■ Record excerpts:
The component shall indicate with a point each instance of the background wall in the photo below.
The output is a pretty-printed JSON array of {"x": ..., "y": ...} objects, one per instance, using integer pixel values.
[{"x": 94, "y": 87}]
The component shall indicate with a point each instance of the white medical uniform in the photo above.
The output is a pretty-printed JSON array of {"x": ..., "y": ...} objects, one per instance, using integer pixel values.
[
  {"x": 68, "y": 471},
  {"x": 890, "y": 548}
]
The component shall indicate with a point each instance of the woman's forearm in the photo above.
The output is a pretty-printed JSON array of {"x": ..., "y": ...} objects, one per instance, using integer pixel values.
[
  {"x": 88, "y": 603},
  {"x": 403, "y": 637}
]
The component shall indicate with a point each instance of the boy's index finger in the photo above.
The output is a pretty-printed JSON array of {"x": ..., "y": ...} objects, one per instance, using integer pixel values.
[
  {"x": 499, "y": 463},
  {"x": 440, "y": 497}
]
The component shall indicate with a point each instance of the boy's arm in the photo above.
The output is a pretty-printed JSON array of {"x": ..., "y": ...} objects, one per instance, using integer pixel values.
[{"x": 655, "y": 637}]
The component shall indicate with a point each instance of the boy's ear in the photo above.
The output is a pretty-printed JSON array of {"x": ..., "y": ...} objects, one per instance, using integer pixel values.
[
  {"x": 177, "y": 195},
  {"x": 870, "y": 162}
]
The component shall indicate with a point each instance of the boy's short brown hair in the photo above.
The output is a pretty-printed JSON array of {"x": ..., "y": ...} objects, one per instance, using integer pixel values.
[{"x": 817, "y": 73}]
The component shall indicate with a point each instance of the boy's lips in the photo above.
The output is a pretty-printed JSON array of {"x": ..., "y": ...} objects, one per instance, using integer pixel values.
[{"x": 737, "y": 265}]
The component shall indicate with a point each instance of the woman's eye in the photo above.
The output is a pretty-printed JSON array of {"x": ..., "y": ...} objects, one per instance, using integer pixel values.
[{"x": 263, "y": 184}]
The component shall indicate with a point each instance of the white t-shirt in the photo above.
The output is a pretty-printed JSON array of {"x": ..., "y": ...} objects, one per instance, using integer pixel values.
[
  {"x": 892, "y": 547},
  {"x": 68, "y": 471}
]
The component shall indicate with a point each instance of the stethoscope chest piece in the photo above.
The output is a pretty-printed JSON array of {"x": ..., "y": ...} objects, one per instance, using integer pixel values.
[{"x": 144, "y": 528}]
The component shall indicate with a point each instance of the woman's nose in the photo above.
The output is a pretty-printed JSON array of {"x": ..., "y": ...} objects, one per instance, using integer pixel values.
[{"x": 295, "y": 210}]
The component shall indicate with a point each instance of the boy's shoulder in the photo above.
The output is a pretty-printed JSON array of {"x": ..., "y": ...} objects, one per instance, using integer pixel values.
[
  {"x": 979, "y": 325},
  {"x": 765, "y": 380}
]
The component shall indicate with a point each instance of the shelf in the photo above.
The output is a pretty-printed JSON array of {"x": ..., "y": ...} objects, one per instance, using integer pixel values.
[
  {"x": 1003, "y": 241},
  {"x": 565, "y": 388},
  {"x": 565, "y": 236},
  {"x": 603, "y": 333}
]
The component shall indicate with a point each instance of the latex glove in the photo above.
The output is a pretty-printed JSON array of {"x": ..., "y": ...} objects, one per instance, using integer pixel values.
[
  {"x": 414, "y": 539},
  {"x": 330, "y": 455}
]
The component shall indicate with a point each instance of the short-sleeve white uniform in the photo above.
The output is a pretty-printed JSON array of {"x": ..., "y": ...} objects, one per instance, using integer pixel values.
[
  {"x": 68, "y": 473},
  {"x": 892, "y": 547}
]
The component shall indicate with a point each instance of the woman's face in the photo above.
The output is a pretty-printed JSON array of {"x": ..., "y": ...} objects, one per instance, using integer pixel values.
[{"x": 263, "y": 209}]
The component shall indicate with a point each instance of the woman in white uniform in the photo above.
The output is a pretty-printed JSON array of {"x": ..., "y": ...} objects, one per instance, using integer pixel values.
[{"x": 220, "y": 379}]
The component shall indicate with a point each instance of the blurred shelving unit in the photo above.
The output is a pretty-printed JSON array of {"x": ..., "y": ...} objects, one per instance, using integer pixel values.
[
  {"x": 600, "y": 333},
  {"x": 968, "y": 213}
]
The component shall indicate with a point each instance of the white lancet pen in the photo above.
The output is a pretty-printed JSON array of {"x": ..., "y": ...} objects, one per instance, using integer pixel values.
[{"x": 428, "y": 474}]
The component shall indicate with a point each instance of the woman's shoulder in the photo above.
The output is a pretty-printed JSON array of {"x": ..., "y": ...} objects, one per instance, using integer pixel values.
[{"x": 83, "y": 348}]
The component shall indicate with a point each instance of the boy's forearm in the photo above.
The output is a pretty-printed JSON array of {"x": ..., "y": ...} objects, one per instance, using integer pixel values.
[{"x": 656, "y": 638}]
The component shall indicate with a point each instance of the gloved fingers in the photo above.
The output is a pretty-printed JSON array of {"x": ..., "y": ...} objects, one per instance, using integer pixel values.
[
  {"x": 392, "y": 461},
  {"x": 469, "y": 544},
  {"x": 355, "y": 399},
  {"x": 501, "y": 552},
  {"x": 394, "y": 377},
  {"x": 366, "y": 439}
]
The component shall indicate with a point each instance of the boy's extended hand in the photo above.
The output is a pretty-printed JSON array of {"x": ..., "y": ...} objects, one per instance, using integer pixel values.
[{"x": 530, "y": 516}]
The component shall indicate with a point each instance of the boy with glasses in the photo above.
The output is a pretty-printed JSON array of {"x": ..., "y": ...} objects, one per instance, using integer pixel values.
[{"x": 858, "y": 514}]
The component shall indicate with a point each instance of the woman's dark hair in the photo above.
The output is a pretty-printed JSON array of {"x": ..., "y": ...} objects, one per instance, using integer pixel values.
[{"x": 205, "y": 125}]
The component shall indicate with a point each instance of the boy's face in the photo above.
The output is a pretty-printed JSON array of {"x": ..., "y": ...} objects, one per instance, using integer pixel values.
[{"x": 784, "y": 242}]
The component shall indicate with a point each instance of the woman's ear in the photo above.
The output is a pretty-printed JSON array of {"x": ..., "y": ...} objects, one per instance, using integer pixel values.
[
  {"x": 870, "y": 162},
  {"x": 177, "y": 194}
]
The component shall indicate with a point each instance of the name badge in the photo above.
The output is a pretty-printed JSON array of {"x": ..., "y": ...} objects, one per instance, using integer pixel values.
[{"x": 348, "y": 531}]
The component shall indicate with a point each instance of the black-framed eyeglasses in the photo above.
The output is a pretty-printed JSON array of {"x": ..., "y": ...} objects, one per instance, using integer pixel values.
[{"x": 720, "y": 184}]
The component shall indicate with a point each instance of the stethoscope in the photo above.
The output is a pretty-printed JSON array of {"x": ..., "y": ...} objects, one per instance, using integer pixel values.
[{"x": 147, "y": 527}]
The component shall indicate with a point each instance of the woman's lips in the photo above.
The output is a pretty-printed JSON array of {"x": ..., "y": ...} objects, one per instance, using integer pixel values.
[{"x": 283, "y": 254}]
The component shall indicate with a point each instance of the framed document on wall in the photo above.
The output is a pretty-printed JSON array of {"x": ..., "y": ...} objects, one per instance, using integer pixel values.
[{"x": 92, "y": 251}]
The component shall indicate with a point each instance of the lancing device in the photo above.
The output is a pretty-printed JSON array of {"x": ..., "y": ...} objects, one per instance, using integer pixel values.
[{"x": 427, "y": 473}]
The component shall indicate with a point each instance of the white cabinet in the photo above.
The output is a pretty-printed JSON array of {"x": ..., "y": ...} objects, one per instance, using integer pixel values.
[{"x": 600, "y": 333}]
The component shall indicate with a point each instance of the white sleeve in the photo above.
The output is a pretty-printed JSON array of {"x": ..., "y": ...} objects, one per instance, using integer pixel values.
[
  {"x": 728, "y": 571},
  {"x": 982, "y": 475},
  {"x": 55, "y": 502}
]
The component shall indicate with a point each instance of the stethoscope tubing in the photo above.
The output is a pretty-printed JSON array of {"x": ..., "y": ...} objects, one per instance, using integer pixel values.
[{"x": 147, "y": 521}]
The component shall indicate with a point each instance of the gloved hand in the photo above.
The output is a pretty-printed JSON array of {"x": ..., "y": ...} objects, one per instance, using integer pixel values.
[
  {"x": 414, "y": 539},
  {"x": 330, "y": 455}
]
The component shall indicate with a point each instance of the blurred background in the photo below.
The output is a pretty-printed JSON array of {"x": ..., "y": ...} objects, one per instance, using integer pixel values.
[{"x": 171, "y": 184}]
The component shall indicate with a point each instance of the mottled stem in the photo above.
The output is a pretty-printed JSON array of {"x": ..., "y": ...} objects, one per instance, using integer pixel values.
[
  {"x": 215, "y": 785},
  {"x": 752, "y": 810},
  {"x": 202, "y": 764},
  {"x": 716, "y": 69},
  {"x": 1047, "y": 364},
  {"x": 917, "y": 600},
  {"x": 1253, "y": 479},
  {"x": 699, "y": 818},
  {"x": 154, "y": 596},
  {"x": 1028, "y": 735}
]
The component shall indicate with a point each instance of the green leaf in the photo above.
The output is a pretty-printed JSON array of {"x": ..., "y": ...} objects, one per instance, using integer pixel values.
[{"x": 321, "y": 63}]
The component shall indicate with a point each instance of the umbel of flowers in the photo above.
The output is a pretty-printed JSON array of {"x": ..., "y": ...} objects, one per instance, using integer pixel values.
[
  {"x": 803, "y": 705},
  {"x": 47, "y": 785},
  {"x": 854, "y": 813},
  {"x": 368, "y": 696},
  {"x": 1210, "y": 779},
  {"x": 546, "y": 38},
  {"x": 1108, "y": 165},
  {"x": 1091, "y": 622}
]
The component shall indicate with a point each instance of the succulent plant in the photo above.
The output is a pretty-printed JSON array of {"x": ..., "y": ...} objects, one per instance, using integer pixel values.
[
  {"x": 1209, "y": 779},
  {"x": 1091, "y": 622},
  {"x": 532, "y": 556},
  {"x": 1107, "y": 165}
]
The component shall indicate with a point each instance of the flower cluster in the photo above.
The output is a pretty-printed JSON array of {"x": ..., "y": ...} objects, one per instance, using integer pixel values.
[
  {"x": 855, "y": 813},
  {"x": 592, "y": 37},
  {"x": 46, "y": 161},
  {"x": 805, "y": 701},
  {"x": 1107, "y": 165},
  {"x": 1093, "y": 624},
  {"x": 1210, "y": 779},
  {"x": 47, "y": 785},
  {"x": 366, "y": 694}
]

■ Requirement:
Quote exactly the first line of the data and every line after it through the one holding "medical uniform in the photo above.".

■ Your response:
The component shall indicate with a point each instance of the background wall in the photo below.
The output is a pretty-printed JSON array of {"x": ..., "y": ...} objects, one per instance, using integer pixel values.
[{"x": 94, "y": 87}]
The component shall indicate with a point each instance of the white medical uniform in the photo above.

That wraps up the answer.